Texto extraído:
►

Cotas raciais e responsabilidade moral
1. Os defensores das cotas raciais precisam:
(a) justificar a legitimidade do Estado na imposição de cotas raciais,
(b) se adotarem o princípio do tratamento desigual para desiguais, como faz o ministro Edson Santos, devem esclarecer como este princípio se aplica justamente às cotas raciais e qual o seu exato escopo e,
(c) assumido o argumento da dívida histórica, será necessário justificar que a proposta que se discute de cotas raciais se ampara no direito natural de reparação por um crime imprescritível.
Tentei nos posts anteriores mostrar que as tarefas de (a) e (b) não são satisfatoriamente cumpridas pelos defensores das cotas raciais. Quero neste post tratar de (c).
2. A respeito de (c), Frei David Raimundo dos Santos se pronuncia da seguinte forma:
Os descendentes dos judeus entraram na Justiça pedindo indenização, por se sentirem prejudicados, já que seus antepassados não puderam dar a eles a dignidade que mereciam. A Justiça alemã reconheceu. Hoje todos os que provam lá que são descendentes de judeus recebem indenização. Nós afro-brasileiros gostaríamos que os deputados e os senadores conseguissem entender que há uma dívida, que precisa ser paga, agora, com políticas públicas. Se não houver políticas públicas, seremos obrigados a investir em indenização financeira.
(entrevista ao Site Congresso em Foco)
A alegação parece muito razoável, com exceção da parte final. Ou seja, o pagamento com políticas públicas (cotas raciais) da dívida para com os negros parece um tanto arbitrária no contexto da declaração do digníssimo Frei. Mais curiosa ainda é a declaração de que “se não houver políticas públicas, seremos obrigados a investir em indenização financeira”. Seria preciso argumentar sobre o que é mais justo (ou melhor: o que, nesse caso, é o justo):
(a) cotas raciais ou
(b) indenização financeira.
Ora, é claro que o mais justo (o justo) é indenização financeira. Porque cotas raciais jogam no atacado um problema que deve ser enfrentado no varejo. Ou seja, aqueles que provarem que são descendentes de escravos terão reconhecido seu direito à indenização. E aqueles que forem identificados como escravocratas terão de pagar a indenização. Por que cargas d’água Frei Raimundo dos Santos não se mantém coerente com sua inspiração no exemplo da indenização aos descendentes de judeus pela justiça alemã?

◄

Informações fornecidas:
►

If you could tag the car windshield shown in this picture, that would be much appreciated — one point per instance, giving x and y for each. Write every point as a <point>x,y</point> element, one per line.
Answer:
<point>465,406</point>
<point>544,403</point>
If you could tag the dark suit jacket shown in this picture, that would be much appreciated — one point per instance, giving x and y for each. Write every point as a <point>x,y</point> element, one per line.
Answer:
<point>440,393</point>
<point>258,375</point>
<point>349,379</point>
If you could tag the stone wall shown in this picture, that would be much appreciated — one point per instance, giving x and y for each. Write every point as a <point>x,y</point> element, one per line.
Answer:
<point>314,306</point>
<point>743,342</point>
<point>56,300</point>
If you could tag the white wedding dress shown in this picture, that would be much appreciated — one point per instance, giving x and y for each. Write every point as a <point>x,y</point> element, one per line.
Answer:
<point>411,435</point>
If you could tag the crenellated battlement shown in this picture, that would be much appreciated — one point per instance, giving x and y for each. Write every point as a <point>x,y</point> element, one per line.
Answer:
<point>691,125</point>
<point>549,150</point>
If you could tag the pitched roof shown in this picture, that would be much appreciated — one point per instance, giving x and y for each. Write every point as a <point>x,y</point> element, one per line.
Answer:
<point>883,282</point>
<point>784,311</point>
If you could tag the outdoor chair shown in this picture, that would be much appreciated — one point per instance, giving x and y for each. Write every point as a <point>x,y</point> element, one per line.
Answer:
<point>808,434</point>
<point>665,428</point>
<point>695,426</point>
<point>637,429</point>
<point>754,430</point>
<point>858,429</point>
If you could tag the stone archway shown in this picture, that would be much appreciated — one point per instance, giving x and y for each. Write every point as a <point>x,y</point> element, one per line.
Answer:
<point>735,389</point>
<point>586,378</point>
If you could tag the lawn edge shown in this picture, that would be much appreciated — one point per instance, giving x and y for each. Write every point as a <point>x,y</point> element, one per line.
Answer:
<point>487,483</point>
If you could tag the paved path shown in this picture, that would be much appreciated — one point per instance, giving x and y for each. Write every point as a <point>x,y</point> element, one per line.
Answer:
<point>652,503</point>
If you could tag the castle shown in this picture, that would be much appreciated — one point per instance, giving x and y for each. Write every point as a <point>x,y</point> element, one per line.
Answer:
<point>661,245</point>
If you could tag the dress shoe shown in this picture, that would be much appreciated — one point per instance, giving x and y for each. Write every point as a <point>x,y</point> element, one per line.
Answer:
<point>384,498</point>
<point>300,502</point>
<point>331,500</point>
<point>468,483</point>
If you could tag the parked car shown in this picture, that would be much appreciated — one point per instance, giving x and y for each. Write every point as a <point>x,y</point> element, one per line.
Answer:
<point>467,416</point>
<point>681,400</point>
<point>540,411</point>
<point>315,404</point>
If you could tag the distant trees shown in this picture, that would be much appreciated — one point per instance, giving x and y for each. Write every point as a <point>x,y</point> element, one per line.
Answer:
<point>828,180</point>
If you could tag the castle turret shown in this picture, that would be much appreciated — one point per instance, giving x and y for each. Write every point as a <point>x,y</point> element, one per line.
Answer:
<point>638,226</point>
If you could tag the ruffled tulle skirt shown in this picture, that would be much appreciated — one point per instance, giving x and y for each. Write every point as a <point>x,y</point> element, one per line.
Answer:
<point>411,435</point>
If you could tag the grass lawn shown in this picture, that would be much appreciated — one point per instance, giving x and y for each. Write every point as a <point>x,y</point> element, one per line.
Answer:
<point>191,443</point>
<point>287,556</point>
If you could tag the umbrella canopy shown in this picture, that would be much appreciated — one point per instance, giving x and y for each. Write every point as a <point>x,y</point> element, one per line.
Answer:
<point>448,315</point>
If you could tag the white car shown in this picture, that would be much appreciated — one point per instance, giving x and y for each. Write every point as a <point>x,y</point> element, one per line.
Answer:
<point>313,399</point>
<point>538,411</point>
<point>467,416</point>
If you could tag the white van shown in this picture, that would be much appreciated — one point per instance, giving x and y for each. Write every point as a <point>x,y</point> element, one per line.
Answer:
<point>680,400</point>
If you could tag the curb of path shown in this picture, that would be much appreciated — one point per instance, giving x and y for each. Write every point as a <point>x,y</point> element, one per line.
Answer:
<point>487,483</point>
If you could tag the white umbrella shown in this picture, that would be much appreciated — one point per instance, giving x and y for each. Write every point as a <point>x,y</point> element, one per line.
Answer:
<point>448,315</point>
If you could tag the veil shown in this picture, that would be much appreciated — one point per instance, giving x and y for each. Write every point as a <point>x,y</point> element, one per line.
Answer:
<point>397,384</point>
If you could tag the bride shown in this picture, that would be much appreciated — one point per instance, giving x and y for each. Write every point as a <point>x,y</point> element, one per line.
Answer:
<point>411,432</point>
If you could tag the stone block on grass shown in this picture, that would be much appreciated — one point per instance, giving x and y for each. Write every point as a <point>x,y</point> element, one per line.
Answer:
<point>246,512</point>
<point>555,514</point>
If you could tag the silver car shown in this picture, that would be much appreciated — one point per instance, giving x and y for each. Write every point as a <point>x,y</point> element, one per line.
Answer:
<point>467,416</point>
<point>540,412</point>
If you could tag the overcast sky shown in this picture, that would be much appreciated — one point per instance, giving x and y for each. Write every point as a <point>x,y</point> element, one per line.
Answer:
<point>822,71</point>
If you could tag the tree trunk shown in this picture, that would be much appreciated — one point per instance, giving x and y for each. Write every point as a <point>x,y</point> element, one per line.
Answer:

◄

Conjunto de tarefas:
• a. Em que site foi publicada a entrevista de Frei David Raimundo dos Santos citada no texto sobre cotas raciais?
• b. Prossiga com o texto sobre cotas raciais a partir de onde ele termina.
Os registros não são necessários para realizar as tarefas.

Problemas resolvidos:
• a. No site Congresso em Foco.

• b.
2.1. Reparem que eu considero, ao menos inicialmente, o argumento da reparação histórica um argumento revestido de certa plausibilidade. A escravidão de um modo geral é, do ponto de vista moral, um crime insuscetível de prescrição. Aliás, eu penso que a escravidão justifica o apelo aos céus, isto é, a resistência armada (um belo exemplo disso pode ser encontrado no filme Amistad).
3. Já que os defensores das cotas citam o caso da indenização paga pelo Estado alemão aos judeus vítimas do nazismo, provavelmente resultarão úteis as seguintes considerações.
3.1. Primeiro, se fosse seguido o exemplo desta indenização aos judeus, não haveria porque reclamar cotas. Salta aos olhos que a reclamação deveria ser por indenização pecuniária. Feitas as devidas identificações dos descendentes de escravos, estabelecer-se-ia um montante em dinheiro para dar cabo do pleito indenizatório.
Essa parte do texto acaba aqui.